**TASK TO CARRY OUT**
Write out the lines from the line containing "Indicate the copper" through the final line of the listing below, exactly, omitting every other line.

------ RECORDS SHOWN

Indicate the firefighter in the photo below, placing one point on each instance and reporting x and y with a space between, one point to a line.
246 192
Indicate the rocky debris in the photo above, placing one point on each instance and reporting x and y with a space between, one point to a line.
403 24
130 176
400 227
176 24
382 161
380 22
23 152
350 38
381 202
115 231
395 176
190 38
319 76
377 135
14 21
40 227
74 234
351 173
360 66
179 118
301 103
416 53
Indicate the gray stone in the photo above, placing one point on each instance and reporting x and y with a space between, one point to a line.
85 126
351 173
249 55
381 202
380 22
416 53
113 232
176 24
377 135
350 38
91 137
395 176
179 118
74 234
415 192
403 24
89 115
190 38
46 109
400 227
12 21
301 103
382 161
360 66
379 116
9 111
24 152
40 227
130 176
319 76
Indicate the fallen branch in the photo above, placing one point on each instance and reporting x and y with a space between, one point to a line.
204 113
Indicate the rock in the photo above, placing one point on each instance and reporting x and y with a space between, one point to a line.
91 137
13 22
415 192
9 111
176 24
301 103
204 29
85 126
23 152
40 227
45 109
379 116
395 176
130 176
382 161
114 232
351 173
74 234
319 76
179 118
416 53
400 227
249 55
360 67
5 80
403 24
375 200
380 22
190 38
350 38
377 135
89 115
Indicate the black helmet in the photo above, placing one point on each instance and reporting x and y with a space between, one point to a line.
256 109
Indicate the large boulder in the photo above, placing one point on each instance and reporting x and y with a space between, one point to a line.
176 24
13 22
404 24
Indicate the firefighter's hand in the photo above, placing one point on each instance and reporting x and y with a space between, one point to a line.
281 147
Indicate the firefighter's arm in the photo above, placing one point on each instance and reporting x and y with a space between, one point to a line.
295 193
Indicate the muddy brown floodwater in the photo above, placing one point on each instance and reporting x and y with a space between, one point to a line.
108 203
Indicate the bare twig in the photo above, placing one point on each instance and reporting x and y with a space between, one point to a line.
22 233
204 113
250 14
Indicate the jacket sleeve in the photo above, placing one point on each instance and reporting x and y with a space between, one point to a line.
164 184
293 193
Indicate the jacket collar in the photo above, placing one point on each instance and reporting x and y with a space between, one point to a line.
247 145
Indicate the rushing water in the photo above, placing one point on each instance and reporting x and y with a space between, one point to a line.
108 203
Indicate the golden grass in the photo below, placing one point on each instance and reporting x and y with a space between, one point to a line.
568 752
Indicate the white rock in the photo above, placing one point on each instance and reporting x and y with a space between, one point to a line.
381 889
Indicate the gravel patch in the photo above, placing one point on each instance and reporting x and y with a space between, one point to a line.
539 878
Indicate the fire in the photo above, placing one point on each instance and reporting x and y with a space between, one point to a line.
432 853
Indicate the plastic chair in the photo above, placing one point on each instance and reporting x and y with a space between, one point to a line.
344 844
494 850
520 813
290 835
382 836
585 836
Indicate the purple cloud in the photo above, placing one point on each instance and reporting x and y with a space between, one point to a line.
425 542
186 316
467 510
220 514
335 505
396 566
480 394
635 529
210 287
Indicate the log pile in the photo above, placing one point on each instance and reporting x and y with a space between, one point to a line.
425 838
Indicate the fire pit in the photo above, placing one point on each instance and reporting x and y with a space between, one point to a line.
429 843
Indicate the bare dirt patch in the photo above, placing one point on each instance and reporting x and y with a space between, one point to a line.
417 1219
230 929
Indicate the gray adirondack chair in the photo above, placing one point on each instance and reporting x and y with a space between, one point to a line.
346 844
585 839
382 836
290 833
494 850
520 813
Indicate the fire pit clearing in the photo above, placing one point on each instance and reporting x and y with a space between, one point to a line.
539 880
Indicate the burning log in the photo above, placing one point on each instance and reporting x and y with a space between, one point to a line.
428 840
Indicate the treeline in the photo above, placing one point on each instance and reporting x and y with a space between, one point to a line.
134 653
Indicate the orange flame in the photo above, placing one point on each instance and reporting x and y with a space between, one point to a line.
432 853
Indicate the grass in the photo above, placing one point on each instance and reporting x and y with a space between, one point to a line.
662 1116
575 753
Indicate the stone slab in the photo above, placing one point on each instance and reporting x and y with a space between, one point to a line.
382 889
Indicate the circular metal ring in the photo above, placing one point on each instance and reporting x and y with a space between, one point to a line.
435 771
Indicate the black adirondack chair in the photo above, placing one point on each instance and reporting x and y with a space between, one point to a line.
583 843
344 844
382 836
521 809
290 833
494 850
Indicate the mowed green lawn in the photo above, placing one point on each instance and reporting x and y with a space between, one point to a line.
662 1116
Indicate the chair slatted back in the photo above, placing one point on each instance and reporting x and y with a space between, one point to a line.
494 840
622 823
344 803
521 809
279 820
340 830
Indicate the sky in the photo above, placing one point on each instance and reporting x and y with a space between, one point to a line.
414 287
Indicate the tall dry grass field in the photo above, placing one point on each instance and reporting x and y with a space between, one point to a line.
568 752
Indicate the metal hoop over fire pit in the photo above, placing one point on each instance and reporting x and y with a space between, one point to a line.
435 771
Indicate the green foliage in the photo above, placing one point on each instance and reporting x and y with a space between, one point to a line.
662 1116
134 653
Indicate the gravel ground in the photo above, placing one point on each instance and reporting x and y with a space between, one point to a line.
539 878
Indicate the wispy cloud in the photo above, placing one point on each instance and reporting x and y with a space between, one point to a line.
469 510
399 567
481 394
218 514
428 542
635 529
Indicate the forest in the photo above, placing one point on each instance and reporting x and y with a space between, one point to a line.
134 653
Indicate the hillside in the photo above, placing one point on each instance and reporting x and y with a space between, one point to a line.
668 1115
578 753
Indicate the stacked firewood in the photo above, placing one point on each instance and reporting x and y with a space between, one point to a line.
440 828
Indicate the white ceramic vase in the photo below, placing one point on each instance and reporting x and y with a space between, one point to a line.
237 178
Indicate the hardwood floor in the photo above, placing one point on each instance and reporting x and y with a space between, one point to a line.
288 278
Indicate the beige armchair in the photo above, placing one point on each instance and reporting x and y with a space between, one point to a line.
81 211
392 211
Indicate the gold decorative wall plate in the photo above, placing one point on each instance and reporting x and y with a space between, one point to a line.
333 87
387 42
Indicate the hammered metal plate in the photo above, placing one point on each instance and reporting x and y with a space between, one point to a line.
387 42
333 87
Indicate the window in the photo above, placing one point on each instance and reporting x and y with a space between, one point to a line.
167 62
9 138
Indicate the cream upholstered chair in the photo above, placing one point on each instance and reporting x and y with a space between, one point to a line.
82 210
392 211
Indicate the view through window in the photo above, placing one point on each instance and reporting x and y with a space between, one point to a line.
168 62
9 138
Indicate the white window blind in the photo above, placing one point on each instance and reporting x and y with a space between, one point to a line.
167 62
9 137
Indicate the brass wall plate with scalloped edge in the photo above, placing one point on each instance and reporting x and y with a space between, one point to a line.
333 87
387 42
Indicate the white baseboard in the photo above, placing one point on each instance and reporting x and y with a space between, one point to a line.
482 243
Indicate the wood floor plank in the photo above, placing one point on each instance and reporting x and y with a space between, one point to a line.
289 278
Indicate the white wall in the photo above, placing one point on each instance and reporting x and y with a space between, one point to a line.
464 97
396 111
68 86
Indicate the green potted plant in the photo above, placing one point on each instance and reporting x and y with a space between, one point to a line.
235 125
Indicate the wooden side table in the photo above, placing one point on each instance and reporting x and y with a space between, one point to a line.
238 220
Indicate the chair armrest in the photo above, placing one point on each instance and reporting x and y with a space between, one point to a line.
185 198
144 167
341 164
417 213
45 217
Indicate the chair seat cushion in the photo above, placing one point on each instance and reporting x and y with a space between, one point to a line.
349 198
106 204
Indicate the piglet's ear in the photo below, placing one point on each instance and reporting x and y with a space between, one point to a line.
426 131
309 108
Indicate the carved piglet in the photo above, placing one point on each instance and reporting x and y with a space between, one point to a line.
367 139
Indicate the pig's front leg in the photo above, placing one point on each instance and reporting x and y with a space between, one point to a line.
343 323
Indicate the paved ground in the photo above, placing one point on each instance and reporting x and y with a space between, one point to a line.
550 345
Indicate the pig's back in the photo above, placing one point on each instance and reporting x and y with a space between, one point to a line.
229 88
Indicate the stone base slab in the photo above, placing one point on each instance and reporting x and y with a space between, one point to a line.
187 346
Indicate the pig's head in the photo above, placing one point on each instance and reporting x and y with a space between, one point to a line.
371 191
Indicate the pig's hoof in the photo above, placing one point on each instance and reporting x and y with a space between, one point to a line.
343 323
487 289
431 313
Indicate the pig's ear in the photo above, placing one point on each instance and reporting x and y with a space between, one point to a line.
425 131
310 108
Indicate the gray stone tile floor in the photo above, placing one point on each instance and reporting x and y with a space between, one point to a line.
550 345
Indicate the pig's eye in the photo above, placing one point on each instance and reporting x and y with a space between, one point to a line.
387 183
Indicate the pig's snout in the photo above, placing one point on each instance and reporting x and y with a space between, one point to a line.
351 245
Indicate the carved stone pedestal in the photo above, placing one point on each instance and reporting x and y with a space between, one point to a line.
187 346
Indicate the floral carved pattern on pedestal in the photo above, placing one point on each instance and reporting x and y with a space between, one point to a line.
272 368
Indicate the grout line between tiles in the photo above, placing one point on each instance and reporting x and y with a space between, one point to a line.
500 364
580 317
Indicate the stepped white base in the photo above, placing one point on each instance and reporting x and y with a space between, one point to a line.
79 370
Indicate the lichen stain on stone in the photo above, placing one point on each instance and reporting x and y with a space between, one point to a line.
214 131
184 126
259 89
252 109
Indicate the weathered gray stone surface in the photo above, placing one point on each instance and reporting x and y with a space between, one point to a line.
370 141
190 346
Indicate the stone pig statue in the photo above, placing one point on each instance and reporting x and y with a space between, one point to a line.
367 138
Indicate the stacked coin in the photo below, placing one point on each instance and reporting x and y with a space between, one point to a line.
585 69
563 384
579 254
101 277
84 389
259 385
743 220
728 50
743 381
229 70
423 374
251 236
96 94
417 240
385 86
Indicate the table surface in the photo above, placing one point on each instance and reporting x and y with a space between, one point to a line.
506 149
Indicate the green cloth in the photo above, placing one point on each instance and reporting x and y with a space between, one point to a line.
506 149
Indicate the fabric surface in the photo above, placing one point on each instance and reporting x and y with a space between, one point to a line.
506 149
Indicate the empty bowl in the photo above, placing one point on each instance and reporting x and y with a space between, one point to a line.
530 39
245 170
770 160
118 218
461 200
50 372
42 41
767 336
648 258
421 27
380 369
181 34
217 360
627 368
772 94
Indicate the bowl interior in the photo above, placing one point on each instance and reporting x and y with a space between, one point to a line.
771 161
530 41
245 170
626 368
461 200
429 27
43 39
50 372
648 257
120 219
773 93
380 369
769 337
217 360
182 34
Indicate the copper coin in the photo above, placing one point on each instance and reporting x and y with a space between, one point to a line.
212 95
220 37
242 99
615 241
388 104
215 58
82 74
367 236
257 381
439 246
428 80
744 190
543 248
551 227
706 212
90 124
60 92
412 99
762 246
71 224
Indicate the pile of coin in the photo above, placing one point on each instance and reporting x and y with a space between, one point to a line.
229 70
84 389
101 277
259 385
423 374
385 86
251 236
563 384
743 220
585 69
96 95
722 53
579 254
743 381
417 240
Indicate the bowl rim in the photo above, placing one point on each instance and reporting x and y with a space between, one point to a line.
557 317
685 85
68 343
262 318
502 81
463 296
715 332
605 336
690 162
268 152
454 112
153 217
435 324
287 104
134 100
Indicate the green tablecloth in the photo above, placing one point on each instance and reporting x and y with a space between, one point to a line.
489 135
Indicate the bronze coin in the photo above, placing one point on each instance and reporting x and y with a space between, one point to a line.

------------

**SOLUTION FOR THIS PROBLEM**
Indicate the copper coin in the photo above, placing one point on each instance and reporting x and y with a space between, one point to a line.
212 95
220 37
242 99
615 241
388 104
215 58
82 74
367 236
257 381
439 246
428 80
744 190
543 248
551 227
706 212
90 124
60 92
412 99
762 246
71 224
Indicate the pile of coin in the photo above, placing one point on each instance and reporting x and y with a space between, one point to a line.
229 70
84 389
101 277
259 385
423 374
385 86
251 236
563 384
743 220
585 69
96 95
722 53
579 254
743 381
417 240
Indicate the bowl rim in the photo above, placing one point on each instance and reporting x and y with a space between, one point to a line.
557 317
685 85
68 343
262 318
502 81
463 296
715 332
605 336
690 162
268 152
454 112
153 217
435 324
287 104
134 100
Indicate the green tablecloth in the photo above, placing one point on each instance and reporting x and y with a space between, one point to a line.
489 135
Indicate the bronze coin in the photo above, placing one point on each instance and reporting x and y with a space between, one point to a line.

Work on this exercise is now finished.